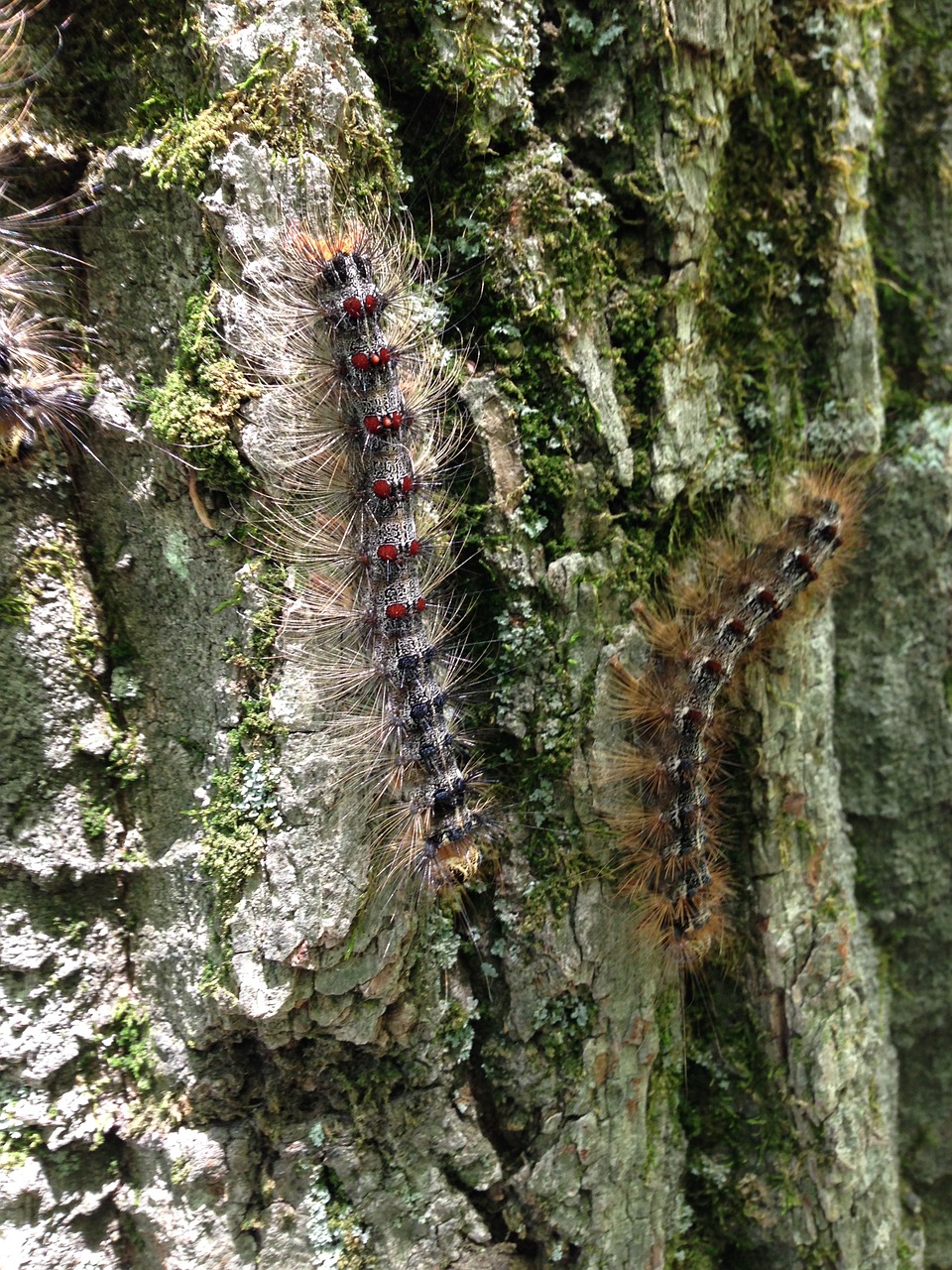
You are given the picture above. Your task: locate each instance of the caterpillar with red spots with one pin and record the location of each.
(357, 439)
(40, 391)
(719, 611)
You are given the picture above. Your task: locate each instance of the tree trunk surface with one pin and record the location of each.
(685, 245)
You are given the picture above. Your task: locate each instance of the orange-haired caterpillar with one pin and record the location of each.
(356, 441)
(717, 613)
(40, 397)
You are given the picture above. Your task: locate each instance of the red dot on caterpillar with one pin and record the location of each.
(357, 276)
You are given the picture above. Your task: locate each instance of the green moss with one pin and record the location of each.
(195, 409)
(746, 1156)
(266, 105)
(95, 816)
(766, 294)
(118, 67)
(562, 1024)
(126, 1047)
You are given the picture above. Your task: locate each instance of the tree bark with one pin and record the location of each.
(225, 1044)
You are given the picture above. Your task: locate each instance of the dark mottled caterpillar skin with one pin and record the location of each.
(348, 508)
(669, 838)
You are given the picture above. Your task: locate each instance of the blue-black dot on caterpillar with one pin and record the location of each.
(357, 444)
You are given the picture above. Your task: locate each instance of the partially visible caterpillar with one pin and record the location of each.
(357, 441)
(40, 395)
(716, 615)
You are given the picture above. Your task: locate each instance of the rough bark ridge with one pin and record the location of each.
(216, 1052)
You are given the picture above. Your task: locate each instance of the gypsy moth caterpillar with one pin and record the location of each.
(357, 439)
(717, 613)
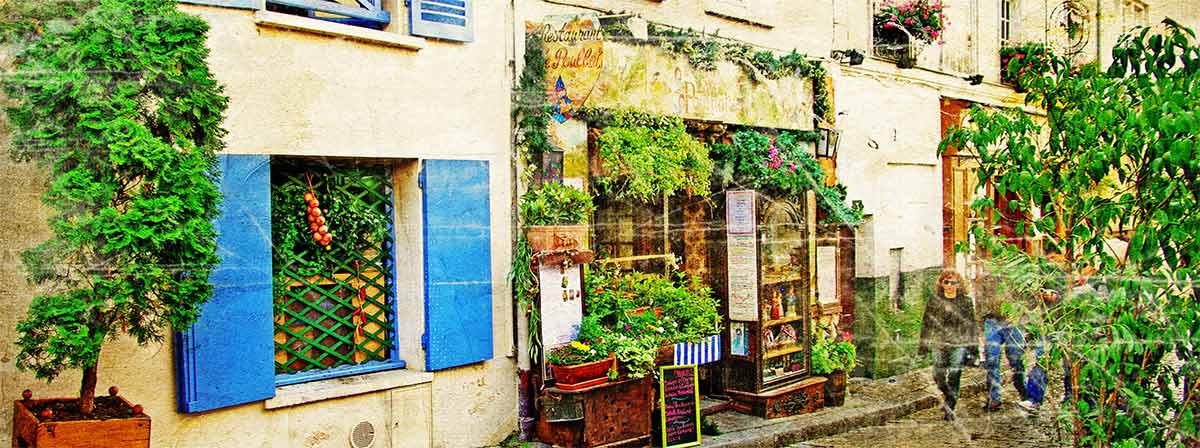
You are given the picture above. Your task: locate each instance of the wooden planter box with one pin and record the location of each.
(802, 398)
(612, 414)
(556, 238)
(571, 377)
(28, 431)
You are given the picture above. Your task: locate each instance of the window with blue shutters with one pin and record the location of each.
(353, 12)
(334, 282)
(286, 310)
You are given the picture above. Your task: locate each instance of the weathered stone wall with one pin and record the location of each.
(887, 330)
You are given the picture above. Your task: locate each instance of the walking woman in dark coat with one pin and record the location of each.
(948, 330)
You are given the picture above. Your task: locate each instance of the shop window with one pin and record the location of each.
(444, 19)
(334, 304)
(1133, 13)
(1007, 12)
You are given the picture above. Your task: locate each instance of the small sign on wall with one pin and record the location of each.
(562, 309)
(679, 400)
(742, 255)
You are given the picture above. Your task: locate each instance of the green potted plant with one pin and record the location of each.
(555, 215)
(586, 362)
(833, 358)
(120, 109)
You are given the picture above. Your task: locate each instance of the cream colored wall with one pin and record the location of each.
(888, 159)
(299, 94)
(802, 25)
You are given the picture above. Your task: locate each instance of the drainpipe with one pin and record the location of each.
(526, 412)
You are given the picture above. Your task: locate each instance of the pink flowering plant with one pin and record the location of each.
(781, 166)
(924, 19)
(1023, 64)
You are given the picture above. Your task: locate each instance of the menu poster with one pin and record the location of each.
(739, 219)
(679, 399)
(742, 278)
(562, 311)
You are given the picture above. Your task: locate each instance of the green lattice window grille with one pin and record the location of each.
(334, 308)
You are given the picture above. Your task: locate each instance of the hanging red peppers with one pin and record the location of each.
(321, 233)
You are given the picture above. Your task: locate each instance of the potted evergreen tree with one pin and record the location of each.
(121, 112)
(833, 358)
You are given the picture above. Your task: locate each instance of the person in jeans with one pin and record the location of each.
(999, 335)
(948, 329)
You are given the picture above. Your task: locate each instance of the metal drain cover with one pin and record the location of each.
(363, 435)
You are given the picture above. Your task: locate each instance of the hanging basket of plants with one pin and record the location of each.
(901, 30)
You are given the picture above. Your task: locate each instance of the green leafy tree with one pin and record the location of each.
(1116, 154)
(123, 113)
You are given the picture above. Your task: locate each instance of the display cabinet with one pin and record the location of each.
(769, 356)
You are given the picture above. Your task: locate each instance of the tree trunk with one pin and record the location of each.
(88, 390)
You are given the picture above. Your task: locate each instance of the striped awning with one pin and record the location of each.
(708, 350)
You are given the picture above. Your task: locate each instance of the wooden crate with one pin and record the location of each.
(613, 414)
(804, 396)
(29, 432)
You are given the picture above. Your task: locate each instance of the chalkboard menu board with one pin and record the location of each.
(679, 398)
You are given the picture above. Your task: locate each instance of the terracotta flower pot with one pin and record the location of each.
(556, 238)
(29, 430)
(570, 377)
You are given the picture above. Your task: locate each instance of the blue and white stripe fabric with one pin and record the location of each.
(708, 350)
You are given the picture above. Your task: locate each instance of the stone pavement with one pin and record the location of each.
(901, 411)
(1009, 426)
(870, 402)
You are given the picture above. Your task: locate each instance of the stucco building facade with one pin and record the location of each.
(303, 88)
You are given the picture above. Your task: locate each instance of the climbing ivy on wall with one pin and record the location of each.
(703, 52)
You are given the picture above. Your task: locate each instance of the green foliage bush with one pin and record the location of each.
(1116, 153)
(555, 204)
(124, 114)
(646, 157)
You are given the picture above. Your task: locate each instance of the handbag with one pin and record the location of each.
(1036, 383)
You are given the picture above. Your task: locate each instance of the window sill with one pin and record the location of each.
(347, 386)
(288, 22)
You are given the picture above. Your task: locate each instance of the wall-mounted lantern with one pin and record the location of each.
(827, 145)
(851, 57)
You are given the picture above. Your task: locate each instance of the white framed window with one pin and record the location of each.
(1007, 22)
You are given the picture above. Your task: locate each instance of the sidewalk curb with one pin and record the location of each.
(804, 428)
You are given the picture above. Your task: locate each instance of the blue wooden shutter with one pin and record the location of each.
(447, 19)
(227, 357)
(457, 263)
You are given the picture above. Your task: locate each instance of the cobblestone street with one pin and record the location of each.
(1009, 426)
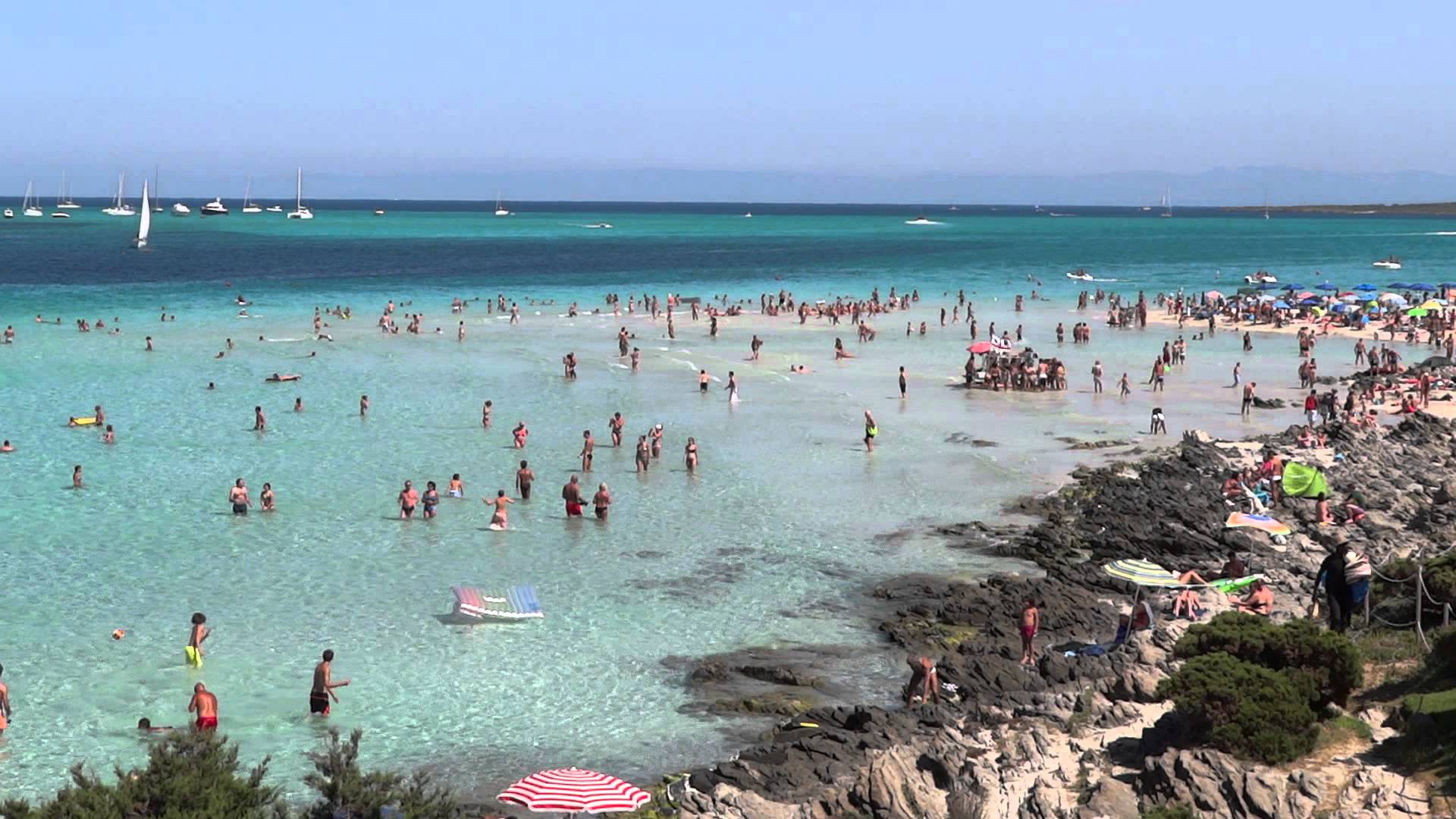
────────────────────
GOAL:
Pick out every line above that contains the word "window", and copy each one in full. Case counts.

TASK ANSWER:
You are given the picture above. Your task: locate each instance of the window with blue shutters with one pin and record the location of each.
You are given the picture above. Your task: locate each instance of the shop window with one pin and record the location of each.
You are given the picture above. Your task: locate each instance of the green lattice window grille with one pin and record the location of each.
You are given the picture above. Your task: locate each instance of the window sill with one pin and record the location of each.
You are given the picture above. Your task: locate each instance of the white framed window with one pin and record the location of each.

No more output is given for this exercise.